With the continued help of his new assistant (who remains every bit as polite, attentive, and efficient as he was in September), the chef gets the meal under way.

The present menu, for all the fuss about the cold season’s exceptional product, starts on a familiar note: with the “Aka Ebi” (a kind of red prawn sourced from Hawaii) that has consistently appeared since July. Though Phan originally paired this crustacean with local cherry tomatoes, the preparation has found its stride as a kind of “ceviche” (being dressed with a combination of lemon juice and dashi).
Tonight, the portion comprises just two medium-sized curls of the starring shellfish. Each feels plump when it reaches the palate, yielding to a softer, creamier mouthfeel with further mastication. The resulting flavor is tangy on entry yet turns subtly sweet through the middle and shows a beautiful tinge of umami on the finish. When I take my second bite, these later notes reach an even higher peak. Ultimately, though I find that this dish lacks a little novelty (given the fact that I’ve seen this same ingredient features at other restaurants throughout the city), I cannot deny that the chef executes it to perfection. If anything, having an easy point of comparison (so rarely found with Kyōten’s cuisine) allows one to appreciate Phan’s particular taste and technical ability all the more.

# MATERIAL
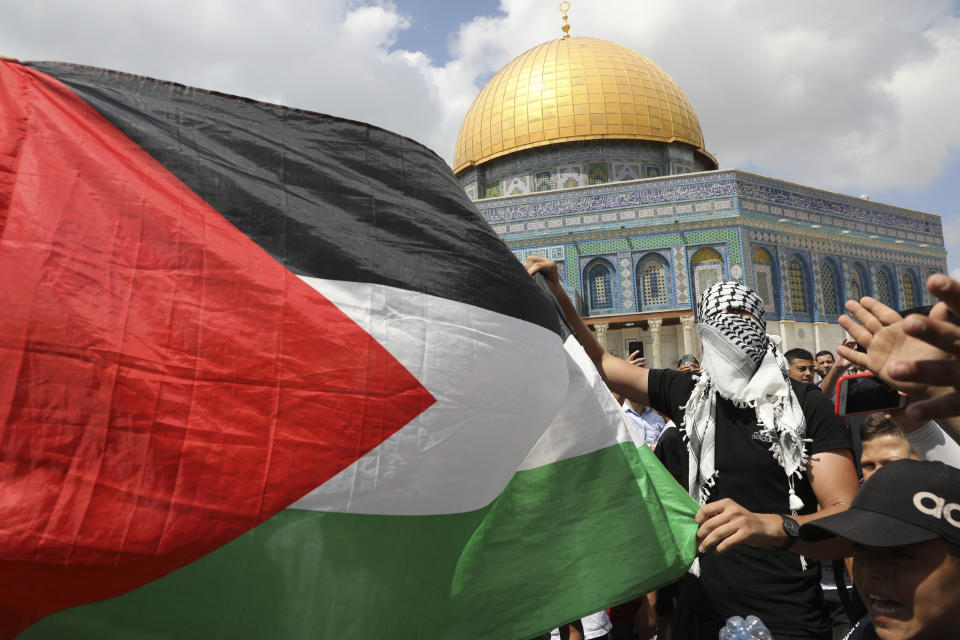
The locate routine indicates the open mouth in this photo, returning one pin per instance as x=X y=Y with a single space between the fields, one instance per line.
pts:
x=883 y=606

# EXERCISE A
According to the review, where is the red prawn called "Aka Ebi" sourced from?
# EXERCISE B
Print the part of the review that opens with the words containing "With the continued" and closes with "juice and dashi).".
The data above are not needed for what is asked here.

# CORRECT RESPONSE A
Hawaii.

# CORRECT RESPONSE B
With the continued help of his new assistant (who remains every bit as polite, attentive, and efficient as he was in September), the chef gets the meal under way.

The present menu, for all the fuss about the cold season’s exceptional product, starts on a familiar note: with the “Aka Ebi” (a kind of red prawn sourced from Hawaii) that has consistently appeared since July. Though Phan originally paired this crustacean with local cherry tomatoes, the preparation has found its stride as a kind of “ceviche” (being dressed with a combination of lemon juice and dashi).